-- start Given information --

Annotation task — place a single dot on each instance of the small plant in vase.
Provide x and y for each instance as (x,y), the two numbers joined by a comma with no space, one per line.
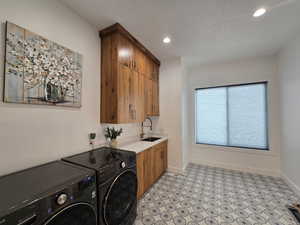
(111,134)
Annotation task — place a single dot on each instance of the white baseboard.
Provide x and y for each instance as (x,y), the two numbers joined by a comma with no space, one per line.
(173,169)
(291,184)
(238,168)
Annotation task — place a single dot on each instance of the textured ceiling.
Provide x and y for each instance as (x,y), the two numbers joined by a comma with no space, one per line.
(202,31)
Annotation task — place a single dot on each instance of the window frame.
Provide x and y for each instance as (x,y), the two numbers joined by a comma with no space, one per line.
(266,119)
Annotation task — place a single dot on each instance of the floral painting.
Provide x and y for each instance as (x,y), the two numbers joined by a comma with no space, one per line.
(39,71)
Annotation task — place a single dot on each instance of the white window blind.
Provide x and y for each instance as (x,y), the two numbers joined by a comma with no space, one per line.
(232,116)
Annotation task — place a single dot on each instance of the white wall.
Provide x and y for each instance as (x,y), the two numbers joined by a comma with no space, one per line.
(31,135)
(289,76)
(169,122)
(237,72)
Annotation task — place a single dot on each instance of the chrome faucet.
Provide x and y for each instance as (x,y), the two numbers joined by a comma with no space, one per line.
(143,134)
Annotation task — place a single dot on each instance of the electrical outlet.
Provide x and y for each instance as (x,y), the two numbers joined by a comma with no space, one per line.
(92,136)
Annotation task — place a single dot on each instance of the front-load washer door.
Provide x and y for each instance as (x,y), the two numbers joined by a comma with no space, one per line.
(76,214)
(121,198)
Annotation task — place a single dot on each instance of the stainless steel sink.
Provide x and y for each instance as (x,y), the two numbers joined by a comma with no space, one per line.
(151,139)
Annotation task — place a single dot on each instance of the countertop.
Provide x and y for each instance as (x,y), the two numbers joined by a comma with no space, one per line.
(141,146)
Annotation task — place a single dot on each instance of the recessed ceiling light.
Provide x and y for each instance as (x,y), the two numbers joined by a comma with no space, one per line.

-- end Given information --
-- start Given information --

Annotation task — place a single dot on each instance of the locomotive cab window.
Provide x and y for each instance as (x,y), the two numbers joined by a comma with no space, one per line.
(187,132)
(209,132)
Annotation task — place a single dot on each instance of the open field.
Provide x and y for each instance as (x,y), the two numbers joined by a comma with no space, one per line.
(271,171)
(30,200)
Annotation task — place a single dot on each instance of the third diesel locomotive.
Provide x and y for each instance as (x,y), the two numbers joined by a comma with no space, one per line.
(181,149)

-- end Given information --
-- start Given information --

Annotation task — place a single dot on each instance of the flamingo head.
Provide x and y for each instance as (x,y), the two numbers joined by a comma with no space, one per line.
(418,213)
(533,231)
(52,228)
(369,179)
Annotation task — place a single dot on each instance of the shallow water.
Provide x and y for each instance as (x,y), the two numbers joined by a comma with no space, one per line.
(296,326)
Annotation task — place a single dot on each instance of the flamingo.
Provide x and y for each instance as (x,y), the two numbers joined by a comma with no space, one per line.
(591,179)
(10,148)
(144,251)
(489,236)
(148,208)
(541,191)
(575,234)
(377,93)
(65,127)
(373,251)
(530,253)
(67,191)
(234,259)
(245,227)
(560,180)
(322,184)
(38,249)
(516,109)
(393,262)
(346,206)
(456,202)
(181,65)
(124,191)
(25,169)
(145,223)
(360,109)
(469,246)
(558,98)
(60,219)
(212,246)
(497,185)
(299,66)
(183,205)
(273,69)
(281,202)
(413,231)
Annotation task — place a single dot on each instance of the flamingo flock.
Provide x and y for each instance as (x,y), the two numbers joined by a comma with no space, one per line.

-- end Given information --

▶ _Problem_
Locate every line in the records above that contains the word "ceiling", and copy each of those lines. Match case exactly.

▶ _Output_
Annotation task — place a single dot on each instance of the textured ceiling.
Annotation task — place a single dot on each instance of the recessed ceiling light.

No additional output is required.